About this exercise:
Retype each of the entries below exactly as written.

Given data:
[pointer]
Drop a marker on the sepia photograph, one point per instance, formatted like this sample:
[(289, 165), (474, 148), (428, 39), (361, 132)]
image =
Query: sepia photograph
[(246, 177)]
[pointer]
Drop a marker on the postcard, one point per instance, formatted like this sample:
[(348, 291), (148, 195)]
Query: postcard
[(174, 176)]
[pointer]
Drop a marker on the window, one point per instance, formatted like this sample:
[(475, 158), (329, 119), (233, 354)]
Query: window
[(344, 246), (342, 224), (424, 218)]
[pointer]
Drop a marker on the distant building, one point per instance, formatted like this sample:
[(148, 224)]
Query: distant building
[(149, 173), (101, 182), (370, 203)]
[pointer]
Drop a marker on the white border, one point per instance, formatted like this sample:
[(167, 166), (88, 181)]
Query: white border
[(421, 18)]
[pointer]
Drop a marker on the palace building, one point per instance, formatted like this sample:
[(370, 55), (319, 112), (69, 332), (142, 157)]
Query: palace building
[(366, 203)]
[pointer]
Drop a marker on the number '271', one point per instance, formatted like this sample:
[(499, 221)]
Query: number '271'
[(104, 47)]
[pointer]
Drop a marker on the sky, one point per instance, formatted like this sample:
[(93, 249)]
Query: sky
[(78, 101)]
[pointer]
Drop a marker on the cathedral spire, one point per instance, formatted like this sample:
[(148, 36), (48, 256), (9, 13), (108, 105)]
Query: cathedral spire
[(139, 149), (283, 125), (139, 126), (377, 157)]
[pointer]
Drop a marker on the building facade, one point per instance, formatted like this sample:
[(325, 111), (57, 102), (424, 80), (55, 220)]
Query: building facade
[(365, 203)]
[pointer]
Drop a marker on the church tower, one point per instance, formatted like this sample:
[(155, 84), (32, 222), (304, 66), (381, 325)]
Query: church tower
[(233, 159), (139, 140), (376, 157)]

Task result:
[pointer]
Drop a marker on the sepia photograph, one point per instance, formatted like this sample:
[(289, 165), (474, 148), (428, 39), (361, 132)]
image =
Query: sepia photograph
[(246, 177)]
[pointer]
Drop a marker on the postcard, one point per instance, formatted like this sample:
[(348, 291), (148, 195)]
Query: postcard
[(174, 176)]
[pointer]
Drop a marker on the window, one point per instance, formatted like this sample:
[(475, 158), (329, 119), (233, 354)]
Query: window
[(344, 246), (342, 224), (424, 218)]
[pointer]
Drop a marker on the distant building, one point per instance, formatted like this sample:
[(148, 224)]
Query: distant building
[(149, 173), (101, 182), (370, 203)]
[pointer]
Drop a marker on the white border, one point per instance, formatted like this sample:
[(167, 166), (88, 181)]
Query: white border
[(421, 18)]
[pointer]
Drop a marker on the palace building, one point per instance, formatted like this sample:
[(370, 55), (319, 112), (69, 332), (142, 157)]
Query: palace building
[(366, 203)]
[pointer]
Drop a marker on the number '271', one point per instance, formatted like this sample:
[(499, 221)]
Query: number '271'
[(104, 47)]
[pointer]
Drop a marker on the sky, one point per instance, formatted like this sample:
[(93, 249)]
Query: sky
[(78, 101)]
[pointer]
Drop a marker on the cathedral spire, one point per instance, formatted like this sample:
[(148, 36), (48, 256), (9, 13), (108, 105)]
Query: cathedral spire
[(139, 149), (283, 125), (139, 126), (377, 157)]
[pointer]
Drop a marker on the building facade, one point per instance, formatted like this sample:
[(325, 111), (57, 102), (424, 80), (55, 220)]
Query: building facade
[(365, 203)]
[pointer]
Drop a marker on the church tower, one point per instance, formatted like this sample:
[(155, 84), (32, 222), (304, 66), (381, 325)]
Query: church tower
[(233, 159), (139, 140), (376, 157)]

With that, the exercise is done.